### Task material
* * * * *
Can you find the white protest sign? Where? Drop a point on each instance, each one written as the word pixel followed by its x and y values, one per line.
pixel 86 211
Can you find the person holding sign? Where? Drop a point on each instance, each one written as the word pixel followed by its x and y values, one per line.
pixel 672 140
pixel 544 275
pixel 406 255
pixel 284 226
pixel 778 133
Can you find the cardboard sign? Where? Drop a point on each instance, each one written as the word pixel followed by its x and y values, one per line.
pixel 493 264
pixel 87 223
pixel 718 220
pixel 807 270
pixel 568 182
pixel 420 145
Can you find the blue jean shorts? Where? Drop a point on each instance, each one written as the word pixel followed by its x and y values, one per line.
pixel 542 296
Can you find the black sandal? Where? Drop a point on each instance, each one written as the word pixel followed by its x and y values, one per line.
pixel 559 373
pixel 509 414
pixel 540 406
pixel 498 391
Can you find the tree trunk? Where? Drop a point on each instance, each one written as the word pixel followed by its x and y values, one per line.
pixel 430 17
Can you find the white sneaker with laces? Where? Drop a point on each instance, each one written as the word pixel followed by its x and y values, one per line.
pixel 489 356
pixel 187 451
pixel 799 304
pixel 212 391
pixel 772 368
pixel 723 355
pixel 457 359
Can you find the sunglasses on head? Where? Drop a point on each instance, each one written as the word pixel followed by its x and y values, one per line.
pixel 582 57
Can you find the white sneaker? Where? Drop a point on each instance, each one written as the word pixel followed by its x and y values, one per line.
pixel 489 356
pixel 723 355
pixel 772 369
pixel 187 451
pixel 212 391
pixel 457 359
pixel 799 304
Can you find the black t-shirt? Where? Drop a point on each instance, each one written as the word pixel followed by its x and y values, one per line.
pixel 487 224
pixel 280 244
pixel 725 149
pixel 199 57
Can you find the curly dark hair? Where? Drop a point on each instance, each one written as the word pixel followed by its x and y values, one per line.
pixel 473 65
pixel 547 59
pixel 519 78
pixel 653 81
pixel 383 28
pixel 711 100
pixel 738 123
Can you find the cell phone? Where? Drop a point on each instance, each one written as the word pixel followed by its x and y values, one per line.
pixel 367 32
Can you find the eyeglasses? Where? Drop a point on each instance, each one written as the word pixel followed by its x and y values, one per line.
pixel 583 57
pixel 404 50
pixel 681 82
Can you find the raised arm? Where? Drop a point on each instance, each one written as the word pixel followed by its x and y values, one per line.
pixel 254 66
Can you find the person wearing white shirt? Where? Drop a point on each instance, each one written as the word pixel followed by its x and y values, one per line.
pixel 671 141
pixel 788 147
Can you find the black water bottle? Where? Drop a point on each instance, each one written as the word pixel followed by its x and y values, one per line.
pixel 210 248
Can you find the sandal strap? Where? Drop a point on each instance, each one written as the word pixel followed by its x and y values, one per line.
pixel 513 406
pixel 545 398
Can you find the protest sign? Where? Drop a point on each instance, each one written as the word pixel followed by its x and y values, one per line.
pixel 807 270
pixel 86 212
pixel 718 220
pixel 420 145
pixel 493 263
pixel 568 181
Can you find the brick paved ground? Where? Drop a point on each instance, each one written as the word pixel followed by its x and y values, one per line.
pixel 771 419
* * * * *
### What you need to do
Restate precisely, and with nothing added, the lines from the one with "Can you find the protest" through the final line of the material.

### Solution for this exercise
Can you find the protest sign? Where? Drop a point on each instance, each one written as the word pixel followed by its x and y values, one per line.
pixel 807 270
pixel 86 212
pixel 718 220
pixel 420 145
pixel 493 263
pixel 568 181
Can you find the brick paved ground? Where? Drop a point on each instance, each one written as the word pixel followed by its x and y values, one per line.
pixel 771 419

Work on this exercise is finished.